### Source passage

──────────────────────────────

302 S.C. 201 394 S.E.2d 722

1521

E. Nelson CULLEN, Respondent-Appellant v. Patsy Darlene PRESCOTT, formerly Cullen, Appellant-Respondent.

(394 S.E. (2d) 722)

Court of Appeals

*202Harry C. Wilson, Jr., of Lee, Wilson, Brier & Calloway, Sumter, for appellant-respondent.

Thomas M. Bultman, of Bryan, Bahnmuller, King, Goldman & McElveen, Sumter,for respondent-appellant.

*203Heard May 16, 1990.

Decided July 2, 1990.

Cureton, Judge:

In this child custody suit the mother refused to return the child to the father after visitation. The father petitioned to compel immediate return of the child. The mother then petitioned for primary custody of the child. After making certain jurisdictional determinations, the trial court ordered the mother to return the child. Both parties appeal. We affirm in part, and reverse and remand in part.

The parties obtained a Georgia divorce in 1985. The decree gave them joint custody of their daughter, Tonya, who was eight years old at the time of the hearing in this case.

The father now lives in Greensboro, North Carolina, and Tonya lives with him during the school year. The mother lives in Sumter, South Carolina. The divorce decree grants the mother custody during the summer vacation, on certain holidays, and on alternate weekends.

While the mother had Tonya for spring break in 1989 she observed some bruises or welts across her legs. She notified the Department of Social Services (D.S.S.) and it investigated. At the end of the vacation period, the mother refused to return Tonya to the father. As a consequence, the father brought an action in South Carolina to enforce the custody provisions of the Georgia decree. The mother then petitioned the family court for a change of custody alleging both physical and sexual abuse by the father. The family court consolidated the petitions and heard them on an emergency basis.

──────────────────────────────

### Problem 1
According to the custody opinion, in which city and state does the father now live?
### Problem 2
Quote the custody opinion word for word, beginning at the words "E. Nelson CULLEN, Respondent-Appellant" and stopping after "Sumter, for appellant-respondent.".
The lines after this point have no connection to the custody opinion.

### Information provided
──────────────────────────────

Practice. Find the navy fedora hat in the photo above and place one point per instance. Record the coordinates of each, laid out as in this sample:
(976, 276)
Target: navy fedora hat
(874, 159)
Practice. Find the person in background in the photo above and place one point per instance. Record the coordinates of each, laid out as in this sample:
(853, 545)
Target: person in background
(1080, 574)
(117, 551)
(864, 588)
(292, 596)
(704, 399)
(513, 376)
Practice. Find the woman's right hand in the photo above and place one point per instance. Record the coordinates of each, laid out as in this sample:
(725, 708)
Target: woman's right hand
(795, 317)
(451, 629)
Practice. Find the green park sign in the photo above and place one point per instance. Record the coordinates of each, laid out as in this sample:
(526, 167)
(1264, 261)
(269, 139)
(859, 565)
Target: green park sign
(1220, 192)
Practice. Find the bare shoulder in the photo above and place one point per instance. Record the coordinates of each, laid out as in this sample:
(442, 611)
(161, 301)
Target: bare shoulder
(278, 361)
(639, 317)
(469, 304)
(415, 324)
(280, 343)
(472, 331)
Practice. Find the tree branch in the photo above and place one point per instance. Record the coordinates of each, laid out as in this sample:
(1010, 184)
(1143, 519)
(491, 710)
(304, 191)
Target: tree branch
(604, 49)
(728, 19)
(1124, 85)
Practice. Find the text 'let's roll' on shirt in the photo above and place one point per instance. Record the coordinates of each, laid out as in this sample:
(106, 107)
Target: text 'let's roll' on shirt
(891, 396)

──────────────────────────────

### Answer box 1
Greensboro, North Carolina.

### Answer box 2
E. Nelson CULLEN, Respondent-Appellant v. Patsy Darlene PRESCOTT, formerly Cullen, Appellant-Respondent.

(394 S.E. (2d) 722)

Court of Appeals

*202Harry C. Wilson, Jr., of Lee, Wilson, Brier & Calloway, Sumter, for appellant-respondent.